CHALLENGES:
1) In the Usenet post below, what did Viscount Slim insist on at the surrender?
2) Do these statements agree with the Usenet post below? Answer yes or no for each and quote the deciding words. (a) The post is dated 08/15/85. (b) The writer says the white paint came from lying on dirt roads to paint a white shadow. (c) Under the prison ship regulations, talking without permission is punished with a fine.
3) How would you render this sentence from the Usenet post below in Spanish: "One is always saddened at the killing of children."

[net.politics] Belated Good Wishes!

arndt@3434.DEC (08/15/85)

**************************************************************************
**************************************************************************
****************  HAPPY 40TH HIROSHIMA AND NAGASAKI!!  *******************
****************   MAY YOU HAVE MANY MORE TO REMEMBER  *******************
**************************************************************************
**************************************************************************

Sorry to be so late in getting this out but I've been busy pickin' the 
wings off flys . . . no, not really, I've been trying to get all the white
paint off my body left there from layin' on the dirt roads hereabouts and
paintin' a white shadow to remember the 40th!

With all the hand wringing and lamenting about us droppin' the bomb on the
Japs during the war a few things seem to have gone by the board.  One 
almost gets the impression we were the 'bad' guys for pickin' on the poor
fun lovin' little islanders.

One is always saddened at the killing of children.  But for instance, 
if they HAD won the war we'd be living in a different world and they
(along with their allies the good ole Germans) and those very children who
died in H & N might this minute be beating the stuffin' out of YOUR 
children!!!  Remember how friendly the Japs were to prisoners and nations!

If I start shooting at people from my car or home in which my family are
sitting, and if they are hit by return fire that is MY RESPONSIBILITY.  I would
apply the same analogy to nations.  Even more so when the civilian 
population supported the war!
                                    
They sowed the wind and reaped the whirlwind!  I remember a statement by
Viscount Slim at the surrender (he insisted against Mac's orders the Jap
officers give up their swords) that he felt no pity for these men when he
remembered what they did to their prisoners.

Speaking of which here's a little sample:

           Orders posted on a Jap prison ship

"Commander of the Prisoner Escort Navy of the Great Japanese Empire"

              Regulations for Prisoners

1. The prisoners disobeying the following orders will be punished with
   immediate death.

      a) Those disobeying orders and instructions.
      b) Those showing a motion of antagonism and raising a sign of 
oppositon.
      c) Those disordering the regulations by individualism, egoism, 
thinking only about yourself, rushing for your own goods.
      d) Those talking without permission and raising loud voices.
      e) Those walking and moving without order.

DATA SHOWN:
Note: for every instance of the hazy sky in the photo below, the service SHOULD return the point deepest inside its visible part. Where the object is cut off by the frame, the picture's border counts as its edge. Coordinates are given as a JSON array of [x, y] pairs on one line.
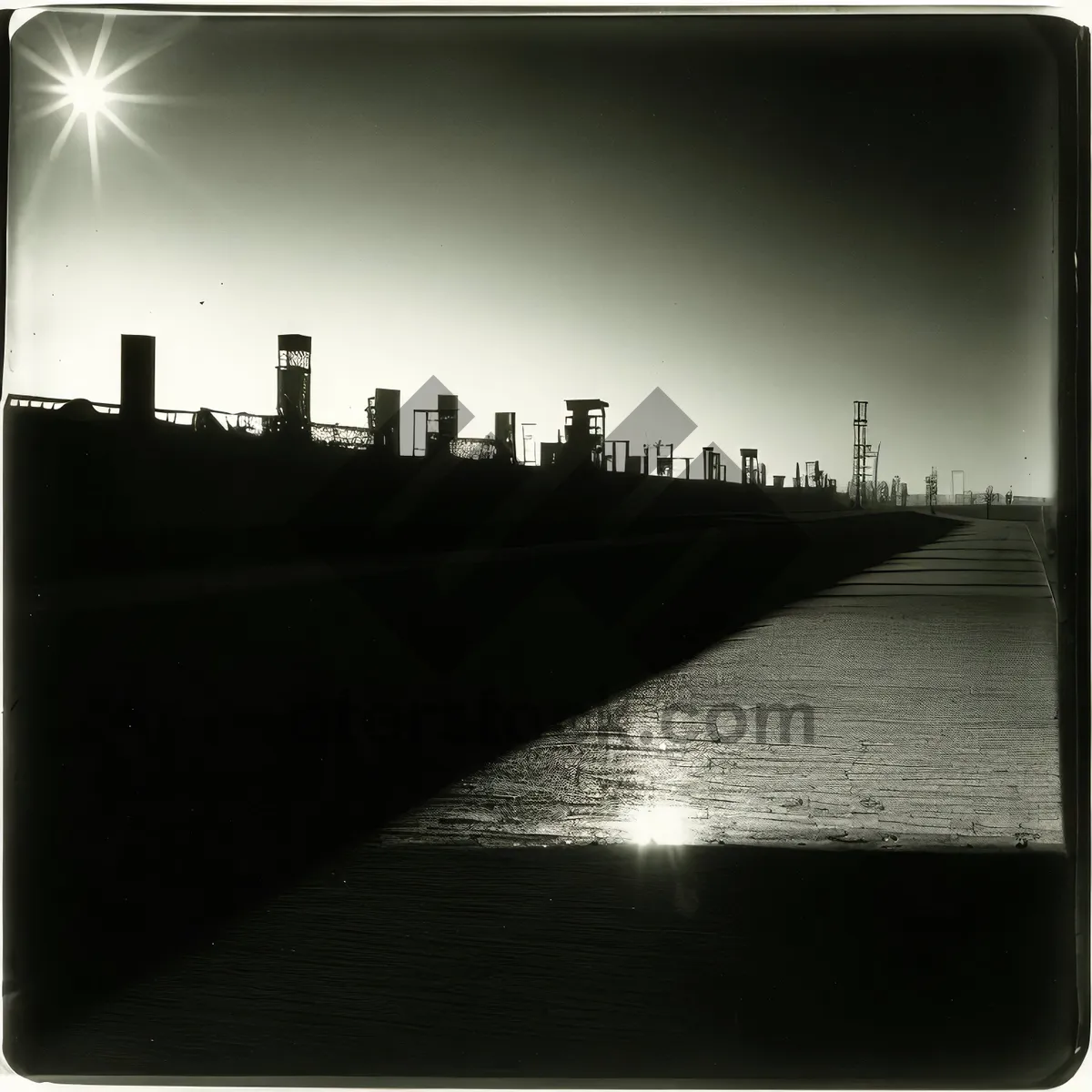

SOLUTIONS IN ORDER:
1) That the officers give up their swords, against Mac's orders.

2)
(a) Yes: "arndt@3434.DEC (08/15/85)"
(b) Yes: "left there from layin' on the dirt roads hereabouts and paintin' a white shadow to remember the 40th!"
(c) No: "The prisoners disobeying the following orders will be punished with immediate death." and "d) Those talking without permission and raising loud voices."

3) Siempre entristece la matanza de niños.